RECORD EXTRACTS:

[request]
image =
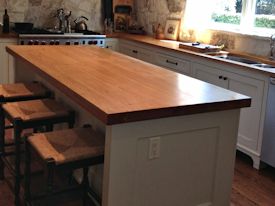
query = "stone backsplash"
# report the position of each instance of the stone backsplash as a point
(41, 12)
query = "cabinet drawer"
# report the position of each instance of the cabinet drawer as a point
(128, 50)
(175, 64)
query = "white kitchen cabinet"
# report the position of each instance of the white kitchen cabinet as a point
(247, 82)
(7, 65)
(137, 52)
(112, 43)
(173, 63)
(250, 127)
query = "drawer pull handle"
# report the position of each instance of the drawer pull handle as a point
(170, 62)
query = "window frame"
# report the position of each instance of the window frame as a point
(246, 26)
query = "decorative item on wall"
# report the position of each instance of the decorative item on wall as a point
(122, 17)
(176, 5)
(172, 29)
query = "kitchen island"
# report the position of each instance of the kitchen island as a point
(170, 139)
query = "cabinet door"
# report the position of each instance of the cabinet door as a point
(137, 52)
(6, 65)
(128, 50)
(210, 75)
(146, 55)
(112, 44)
(250, 119)
(175, 64)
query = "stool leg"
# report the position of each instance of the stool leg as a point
(85, 184)
(71, 121)
(49, 128)
(2, 142)
(27, 192)
(17, 139)
(50, 177)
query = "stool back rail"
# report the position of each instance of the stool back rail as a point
(19, 125)
(31, 91)
(51, 166)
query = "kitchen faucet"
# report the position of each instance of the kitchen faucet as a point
(272, 45)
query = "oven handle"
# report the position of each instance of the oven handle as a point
(272, 81)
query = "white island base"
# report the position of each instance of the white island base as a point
(194, 168)
(176, 161)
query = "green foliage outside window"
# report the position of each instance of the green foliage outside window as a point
(263, 22)
(225, 18)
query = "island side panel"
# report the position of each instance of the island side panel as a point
(194, 168)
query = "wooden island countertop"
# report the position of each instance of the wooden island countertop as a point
(119, 89)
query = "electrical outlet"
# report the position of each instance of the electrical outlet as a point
(154, 148)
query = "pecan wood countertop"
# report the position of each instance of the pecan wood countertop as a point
(116, 88)
(174, 46)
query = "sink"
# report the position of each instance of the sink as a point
(266, 66)
(239, 59)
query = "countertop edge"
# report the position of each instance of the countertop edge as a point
(133, 116)
(134, 38)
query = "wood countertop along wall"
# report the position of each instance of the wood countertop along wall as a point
(118, 89)
(174, 46)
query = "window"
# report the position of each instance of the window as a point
(244, 16)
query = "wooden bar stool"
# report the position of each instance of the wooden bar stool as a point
(31, 114)
(63, 150)
(13, 93)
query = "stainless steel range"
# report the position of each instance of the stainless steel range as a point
(62, 39)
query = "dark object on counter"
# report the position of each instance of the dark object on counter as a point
(23, 26)
(80, 24)
(122, 18)
(108, 9)
(136, 30)
(6, 22)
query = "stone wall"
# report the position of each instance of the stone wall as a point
(41, 12)
(153, 12)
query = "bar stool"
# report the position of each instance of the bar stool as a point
(31, 114)
(63, 150)
(13, 93)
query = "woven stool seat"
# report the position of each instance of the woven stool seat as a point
(35, 109)
(20, 90)
(68, 145)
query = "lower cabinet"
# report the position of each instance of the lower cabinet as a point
(112, 43)
(137, 52)
(250, 133)
(7, 65)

EXERCISE DETAILS:
All entries need to be duplicated exactly, apart from the images.

TASK RESPONSE:
[request]
image =
query = "stone backsplash"
# report the position of each instance of the stone backsplash as a point
(41, 12)
query = "cabinet drawer"
# report the position of each instance of the cabinet drawer as a point
(128, 50)
(175, 64)
query = "white kitchen cabinet"
# report the position of each instance of the white kitchen cabinet as a point
(247, 82)
(7, 65)
(137, 52)
(112, 43)
(173, 63)
(250, 127)
query = "drawer pull handle"
# report the position of each instance of the drawer pull handle as a point
(170, 62)
query = "window frame"
# report the position of each instance of the window frame as a point
(246, 26)
query = "decorative item on wall"
# report the position of each instance of the decorative item on wall as a point
(122, 17)
(176, 5)
(172, 29)
query = "kitchen island"
# report the position of each instance of the kitchen island as a point
(170, 139)
query = "cabinet door"
# report the position of each instance of the cabinet door as a point
(137, 52)
(6, 65)
(128, 50)
(210, 75)
(146, 55)
(112, 44)
(250, 119)
(175, 64)
query = "stool leg"
# report the position of each instance of the stool leg as a point
(85, 184)
(71, 121)
(49, 128)
(2, 142)
(27, 192)
(17, 139)
(50, 177)
query = "stool back rail"
# report the position of each instance of the stool back rail as a point
(19, 125)
(31, 91)
(51, 166)
query = "kitchen faucet"
# report the position of each instance of the kitchen faucet as a point
(272, 45)
query = "oven handle"
# report the position of each instance of the oven handle as a point
(272, 81)
query = "white island base"
# report the position of each instance of the white island base as a point
(194, 168)
(176, 161)
query = "green foliage outside window"
# report the position of each instance of the green foliage outside window as a point
(263, 22)
(225, 18)
query = "island side panel"
# report the position of each instance of the island side panel as a point
(194, 168)
query = "wooden island countertop"
# report the position of each instance of the wooden island countertop as a point
(119, 89)
query = "electrical outlet"
# report the position of each instance of the electrical outlet as a point
(154, 148)
query = "pecan wood countertop"
# report the position of each instance of the pecan wood countertop as a point
(116, 88)
(174, 46)
query = "sink"
# report the position of each instance of the sink as a point
(266, 66)
(239, 59)
query = "countertop edge"
# report the position of each instance of the countertop edge as a point
(133, 116)
(134, 38)
query = "wood countertop along wall"
# report the position of each instance of the wood countertop along wall as a point
(118, 89)
(174, 46)
query = "window"
# report the position of each instance of the window as a point
(244, 16)
query = "wooden bar stool"
# report the position of each instance of the wooden bar stool as a point
(31, 114)
(63, 150)
(13, 93)
query = "stainless steel range"
# report the position of each instance of the stainless steel range as a point
(62, 39)
query = "dark object on counter"
# report the position of each instance of the dark object on counter as a point
(23, 26)
(80, 24)
(122, 18)
(108, 9)
(136, 30)
(6, 22)
query = "stone wall"
# report the position of each instance of the stone wall as a point
(41, 12)
(153, 12)
query = "bar stool"
# report the position of each instance of the bar stool as a point
(31, 114)
(63, 150)
(13, 93)
query = "woven stool seat"
# report the position of each instance of the woven stool seat as a point
(35, 109)
(20, 90)
(68, 145)
query = "lower cabinet"
# report the position of each instance of the lower cabinet as a point
(112, 43)
(137, 52)
(250, 133)
(7, 65)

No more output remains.